*** Opening Data to process ***

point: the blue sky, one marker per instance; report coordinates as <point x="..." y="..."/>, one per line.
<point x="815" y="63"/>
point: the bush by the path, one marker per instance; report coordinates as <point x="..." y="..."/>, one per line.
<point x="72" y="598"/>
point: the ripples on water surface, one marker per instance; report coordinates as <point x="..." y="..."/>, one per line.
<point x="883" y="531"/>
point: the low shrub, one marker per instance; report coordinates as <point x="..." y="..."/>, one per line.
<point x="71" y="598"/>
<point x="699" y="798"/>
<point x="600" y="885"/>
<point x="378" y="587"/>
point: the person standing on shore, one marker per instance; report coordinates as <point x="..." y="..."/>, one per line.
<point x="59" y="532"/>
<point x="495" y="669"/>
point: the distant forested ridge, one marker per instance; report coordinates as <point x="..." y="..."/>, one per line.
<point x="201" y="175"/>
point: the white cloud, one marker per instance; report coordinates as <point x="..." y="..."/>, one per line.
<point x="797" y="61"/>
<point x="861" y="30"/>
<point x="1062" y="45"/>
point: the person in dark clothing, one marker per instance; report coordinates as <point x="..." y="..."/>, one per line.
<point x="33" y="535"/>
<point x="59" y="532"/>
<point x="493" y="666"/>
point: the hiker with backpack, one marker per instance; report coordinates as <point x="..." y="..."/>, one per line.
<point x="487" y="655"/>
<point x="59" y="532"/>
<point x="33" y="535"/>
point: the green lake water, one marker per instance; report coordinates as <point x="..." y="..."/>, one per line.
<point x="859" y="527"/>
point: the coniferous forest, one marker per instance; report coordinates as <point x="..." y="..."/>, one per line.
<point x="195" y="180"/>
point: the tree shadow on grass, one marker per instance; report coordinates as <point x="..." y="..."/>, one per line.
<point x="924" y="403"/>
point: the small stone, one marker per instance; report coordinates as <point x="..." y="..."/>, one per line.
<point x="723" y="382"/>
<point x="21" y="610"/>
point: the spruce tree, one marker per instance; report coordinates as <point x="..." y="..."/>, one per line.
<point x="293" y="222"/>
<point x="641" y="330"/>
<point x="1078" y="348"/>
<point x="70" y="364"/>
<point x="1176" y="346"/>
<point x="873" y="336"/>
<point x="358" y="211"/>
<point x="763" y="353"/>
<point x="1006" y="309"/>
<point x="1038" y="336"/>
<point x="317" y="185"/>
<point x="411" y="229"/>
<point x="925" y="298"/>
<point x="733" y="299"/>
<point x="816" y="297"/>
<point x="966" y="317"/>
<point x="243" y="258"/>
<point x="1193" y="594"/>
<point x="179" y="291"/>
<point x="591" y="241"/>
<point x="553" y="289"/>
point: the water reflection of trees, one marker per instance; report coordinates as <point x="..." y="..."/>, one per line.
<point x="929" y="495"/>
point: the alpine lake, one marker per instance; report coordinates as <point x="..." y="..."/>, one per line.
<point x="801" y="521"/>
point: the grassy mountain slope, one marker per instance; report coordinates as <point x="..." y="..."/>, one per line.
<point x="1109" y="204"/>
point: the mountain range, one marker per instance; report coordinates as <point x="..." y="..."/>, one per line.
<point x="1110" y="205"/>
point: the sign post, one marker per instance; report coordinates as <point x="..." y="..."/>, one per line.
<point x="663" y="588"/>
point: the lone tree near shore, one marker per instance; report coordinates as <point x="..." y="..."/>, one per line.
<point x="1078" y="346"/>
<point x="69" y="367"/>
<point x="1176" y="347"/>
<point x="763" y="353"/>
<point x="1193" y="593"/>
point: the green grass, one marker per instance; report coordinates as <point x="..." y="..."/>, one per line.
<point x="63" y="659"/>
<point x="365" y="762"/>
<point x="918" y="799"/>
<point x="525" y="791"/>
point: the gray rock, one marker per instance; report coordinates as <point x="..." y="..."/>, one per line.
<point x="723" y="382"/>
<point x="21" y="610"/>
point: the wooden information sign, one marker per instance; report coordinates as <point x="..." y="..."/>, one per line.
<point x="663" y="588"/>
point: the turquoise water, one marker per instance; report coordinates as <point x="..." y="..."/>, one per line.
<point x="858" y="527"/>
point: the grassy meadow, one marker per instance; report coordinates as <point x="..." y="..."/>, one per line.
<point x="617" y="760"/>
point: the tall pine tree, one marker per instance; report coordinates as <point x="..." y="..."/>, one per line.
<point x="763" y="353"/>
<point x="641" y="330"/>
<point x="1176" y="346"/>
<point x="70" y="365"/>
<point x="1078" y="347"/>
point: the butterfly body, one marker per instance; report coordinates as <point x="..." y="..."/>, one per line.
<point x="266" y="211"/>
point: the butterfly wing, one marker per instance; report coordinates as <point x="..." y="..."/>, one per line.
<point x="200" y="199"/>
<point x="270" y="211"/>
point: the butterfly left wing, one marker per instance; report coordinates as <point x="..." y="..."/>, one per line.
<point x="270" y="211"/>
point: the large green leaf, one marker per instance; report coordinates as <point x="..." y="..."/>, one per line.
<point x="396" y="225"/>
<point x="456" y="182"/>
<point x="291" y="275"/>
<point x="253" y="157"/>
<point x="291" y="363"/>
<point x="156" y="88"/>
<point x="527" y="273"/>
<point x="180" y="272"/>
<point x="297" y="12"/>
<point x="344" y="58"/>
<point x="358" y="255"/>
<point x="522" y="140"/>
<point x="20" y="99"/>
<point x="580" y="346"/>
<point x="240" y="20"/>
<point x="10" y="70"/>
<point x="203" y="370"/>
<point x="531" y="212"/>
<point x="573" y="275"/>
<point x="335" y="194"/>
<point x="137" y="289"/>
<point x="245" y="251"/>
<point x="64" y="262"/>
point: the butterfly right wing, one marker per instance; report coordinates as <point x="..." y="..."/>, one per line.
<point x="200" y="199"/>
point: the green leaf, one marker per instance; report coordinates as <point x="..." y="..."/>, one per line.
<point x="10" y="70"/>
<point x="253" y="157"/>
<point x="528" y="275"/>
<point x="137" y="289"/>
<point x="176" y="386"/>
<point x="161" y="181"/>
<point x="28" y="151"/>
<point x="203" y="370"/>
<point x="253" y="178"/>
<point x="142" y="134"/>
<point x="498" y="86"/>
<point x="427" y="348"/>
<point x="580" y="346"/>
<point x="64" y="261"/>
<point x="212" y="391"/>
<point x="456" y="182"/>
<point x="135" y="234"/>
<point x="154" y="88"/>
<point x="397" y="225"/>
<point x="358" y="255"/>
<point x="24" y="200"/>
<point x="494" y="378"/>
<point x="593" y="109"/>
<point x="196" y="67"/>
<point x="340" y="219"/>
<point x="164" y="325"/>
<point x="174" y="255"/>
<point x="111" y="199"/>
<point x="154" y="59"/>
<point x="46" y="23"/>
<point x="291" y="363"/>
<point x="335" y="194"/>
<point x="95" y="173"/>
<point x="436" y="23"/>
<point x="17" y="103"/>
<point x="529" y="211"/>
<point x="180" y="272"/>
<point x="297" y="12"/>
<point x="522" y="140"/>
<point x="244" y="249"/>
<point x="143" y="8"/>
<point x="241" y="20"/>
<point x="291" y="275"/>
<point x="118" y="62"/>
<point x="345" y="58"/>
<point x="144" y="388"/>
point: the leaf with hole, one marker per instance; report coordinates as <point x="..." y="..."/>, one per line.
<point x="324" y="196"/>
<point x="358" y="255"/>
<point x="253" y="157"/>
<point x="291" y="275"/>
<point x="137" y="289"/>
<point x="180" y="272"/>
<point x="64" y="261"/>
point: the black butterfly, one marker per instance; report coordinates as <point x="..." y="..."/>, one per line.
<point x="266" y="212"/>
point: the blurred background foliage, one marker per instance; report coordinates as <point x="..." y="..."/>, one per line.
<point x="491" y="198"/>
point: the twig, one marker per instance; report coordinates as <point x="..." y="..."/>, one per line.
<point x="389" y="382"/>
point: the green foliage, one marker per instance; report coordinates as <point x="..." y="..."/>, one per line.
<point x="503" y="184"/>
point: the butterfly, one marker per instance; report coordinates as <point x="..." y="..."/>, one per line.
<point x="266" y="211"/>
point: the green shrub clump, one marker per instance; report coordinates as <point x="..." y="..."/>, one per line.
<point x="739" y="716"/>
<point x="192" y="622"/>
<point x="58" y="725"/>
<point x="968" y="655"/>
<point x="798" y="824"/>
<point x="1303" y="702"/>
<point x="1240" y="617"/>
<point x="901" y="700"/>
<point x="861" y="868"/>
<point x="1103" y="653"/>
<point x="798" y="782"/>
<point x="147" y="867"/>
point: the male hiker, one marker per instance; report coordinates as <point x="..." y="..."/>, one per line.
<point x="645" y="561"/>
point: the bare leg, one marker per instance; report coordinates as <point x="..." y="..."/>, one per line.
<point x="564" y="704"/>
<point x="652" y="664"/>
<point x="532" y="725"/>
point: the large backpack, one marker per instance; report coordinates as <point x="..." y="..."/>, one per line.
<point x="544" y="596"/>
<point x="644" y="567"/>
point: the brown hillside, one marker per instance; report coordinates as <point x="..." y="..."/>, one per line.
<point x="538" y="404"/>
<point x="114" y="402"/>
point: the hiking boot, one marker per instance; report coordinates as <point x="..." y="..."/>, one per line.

*** Closing Data to process ***

# Problem to solve
The answer should consist only of the lines from the one containing "point: the bare" through the last line of the data, given again exactly.

# Answer to this exercise
point: the bare leg, one marker per instance; report coordinates as <point x="..." y="..."/>, one per line.
<point x="564" y="704"/>
<point x="652" y="664"/>
<point x="532" y="725"/>
point: the large backpack, one marker per instance; report coordinates as <point x="..." y="..."/>, one per line.
<point x="544" y="596"/>
<point x="644" y="567"/>
point: the brown hillside, one marker per instance; report coordinates as <point x="..." y="..."/>, one per line.
<point x="538" y="404"/>
<point x="114" y="402"/>
point: the hiking boot, one marker per instance; report coordinates as <point x="..." y="..."/>, one per line.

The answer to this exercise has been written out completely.